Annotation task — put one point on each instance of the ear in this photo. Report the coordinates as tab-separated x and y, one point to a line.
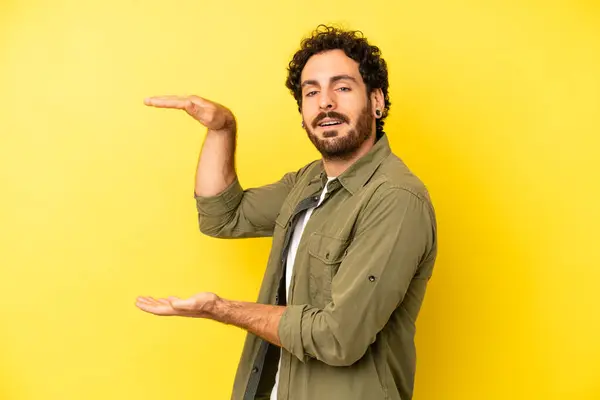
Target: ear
377	103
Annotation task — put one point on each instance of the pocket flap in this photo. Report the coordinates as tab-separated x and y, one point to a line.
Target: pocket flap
328	249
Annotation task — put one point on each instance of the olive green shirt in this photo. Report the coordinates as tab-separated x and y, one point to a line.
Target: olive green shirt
358	282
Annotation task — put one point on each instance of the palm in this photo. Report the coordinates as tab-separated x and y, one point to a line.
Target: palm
194	306
208	113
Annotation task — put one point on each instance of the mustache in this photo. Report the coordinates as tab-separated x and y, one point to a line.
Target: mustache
330	114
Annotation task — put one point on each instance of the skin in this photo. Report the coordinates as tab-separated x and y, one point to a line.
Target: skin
331	83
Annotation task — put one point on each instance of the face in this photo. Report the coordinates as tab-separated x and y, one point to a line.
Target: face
338	114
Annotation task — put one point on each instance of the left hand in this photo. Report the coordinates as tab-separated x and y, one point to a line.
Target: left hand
199	305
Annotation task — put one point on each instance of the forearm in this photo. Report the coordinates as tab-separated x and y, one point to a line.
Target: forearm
216	163
259	319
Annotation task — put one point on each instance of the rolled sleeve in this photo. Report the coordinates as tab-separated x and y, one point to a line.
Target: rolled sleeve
222	203
290	330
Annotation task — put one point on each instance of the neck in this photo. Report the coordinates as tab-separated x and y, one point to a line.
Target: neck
335	166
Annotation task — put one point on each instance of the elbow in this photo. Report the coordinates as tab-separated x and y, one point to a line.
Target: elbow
211	227
344	357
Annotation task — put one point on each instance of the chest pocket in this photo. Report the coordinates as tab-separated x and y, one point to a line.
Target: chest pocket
325	256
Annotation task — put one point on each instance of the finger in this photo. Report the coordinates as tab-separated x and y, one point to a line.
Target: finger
144	299
175	102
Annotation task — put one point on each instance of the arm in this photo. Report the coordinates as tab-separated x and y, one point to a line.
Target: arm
225	210
259	319
394	235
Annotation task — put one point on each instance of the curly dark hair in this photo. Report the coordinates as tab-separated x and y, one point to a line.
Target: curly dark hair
372	67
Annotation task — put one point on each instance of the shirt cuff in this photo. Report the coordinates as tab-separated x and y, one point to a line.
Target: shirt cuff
290	330
221	203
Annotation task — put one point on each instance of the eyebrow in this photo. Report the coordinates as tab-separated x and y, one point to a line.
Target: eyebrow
332	80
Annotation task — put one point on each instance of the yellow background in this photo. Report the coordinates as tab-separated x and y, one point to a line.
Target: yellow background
495	106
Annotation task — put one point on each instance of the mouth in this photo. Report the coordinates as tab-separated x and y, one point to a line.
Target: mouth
330	123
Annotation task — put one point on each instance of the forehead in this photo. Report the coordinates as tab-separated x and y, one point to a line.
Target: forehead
321	67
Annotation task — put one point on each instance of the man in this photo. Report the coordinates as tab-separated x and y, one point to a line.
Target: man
354	238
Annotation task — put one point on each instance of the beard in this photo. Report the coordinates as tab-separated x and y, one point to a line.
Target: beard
335	147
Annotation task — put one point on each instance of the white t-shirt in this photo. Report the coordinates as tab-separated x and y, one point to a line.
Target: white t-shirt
291	256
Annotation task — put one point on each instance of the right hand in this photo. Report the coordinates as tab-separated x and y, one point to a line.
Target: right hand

> Work instruction: The answer is the complete set of records, copied exactly, with pictures omitted.

> Task output:
Annotation task — put one point on each instance of the ear in this photo. Report the coordinates as tab-separated x and y, one point to a line.
Target: ear
377	103
Annotation task — put one point on each instance of the pocket flap in this photo. Report the coordinates as tab-separated x and y, one point to a line.
Target: pocket flap
328	249
Annotation task — put one point on each instance of the olive green shirt in this photo. Report the coordinates as tab-separated x and y, one point to a line.
Target: olive green shirt
358	282
Annotation task — put one point on each instance of the palm in this photo. Report the coordinates as tab-separated x and y, one point to a line.
Target: palm
194	306
208	113
Annotation task — put one point on each instance of the mustache in this photo. Report the coordinates as tab-separated x and y, one point to a line.
Target: mustache
330	114
Annotation task — put one point on each instance of the skin in this photo. Report the coordinates as tab-separated x and y, one point to a line.
Target: skin
331	83
Annotation task — put one point on each instance of the face in this photo. Report the coordinates as tab-separated x and y, one point to a line.
Target: face
338	114
Annotation task — put one point on each instance of the left hand in this photo. Report the coordinates as tab-separated x and y, one point to a line.
Target: left hand
199	305
Annotation task — put one point on each instance of the forearm in this photo. Report the coordinates as tab-separated x and y, one point to a line.
Target: forearm
216	163
259	319
Annotation task — put one point on each instance of the rolled sleeve in this photo. Report the coordinates as tab-separated x and y, one point to a line.
Target: rolled sleeve
222	203
290	330
Annotation task — put one point on each instance of the neck in this photo. Report the coordinates as tab-separated x and y, one point to a line.
Target: neck
335	166
Annotation task — put one point on each instance of the elbow in this photo. Report the coordinates as tab-separated x and y, one point to a line.
Target: elbow
211	227
344	357
Annotation task — put one point on each instance of the chest pocket in this photo. Report the coordinates as tab-separated x and y, one point to a line.
Target: chest pocket
325	256
Annotation task — put one point on each instance of the finger in this photo. Report the coordinates as tab-separated x and y, one point to a line.
Target: finger
144	299
175	102
Annotation task — put one point on each instance of the arm in this photo. Report the coordinates as tab-separated x and y, one point to a line.
Target: arm
225	210
259	319
394	235
Annotation task — put one point on each instance of the curly dark hair in this photo. Report the coordinates as tab-separated x and y, one point to a line.
Target: curly dark hair
372	67
Annotation task — put one point on each instance of the shirt cuff in this photo. Report the coordinates as tab-separated x and y, one point to a line.
Target: shirt cuff
290	330
221	203
Annotation task — put one point on each instance of the eyebrow in this photo. Report the coordinates as tab-separated x and y, one point to a line.
Target: eyebrow
332	80
Annotation task — put one point on each instance of the yellow background in this photo. Report the coordinates as tab-separated x and y, one point to a line.
Target: yellow background
495	106
Annotation task — put one point on each instance of the mouth in this photo. Report the coordinates as tab-separated x and y, one point to a line.
Target: mouth
330	123
Annotation task — put one point on each instance of the forehead in this photo. Report the coordinates as tab-separated x and y, one point to a line.
Target: forehead
321	67
Annotation task — put one point on each instance of the man in this photo. Report the coordinates as tab-separated x and y, one point to a line.
Target: man
354	238
Annotation task — put one point on each instance of the beard in this photo. Report the coordinates as tab-separated x and y, one point to a line.
Target: beard
335	147
Annotation task — put one point on each instance of the white t-shirt in this photo. Report the coordinates as tab-separated x and y, one point to a line.
Target: white t-shirt
291	256
Annotation task — put one point on each instance of the right hand in this photo. Report the coordinates as tab-separated x and y, one point to a line.
Target: right hand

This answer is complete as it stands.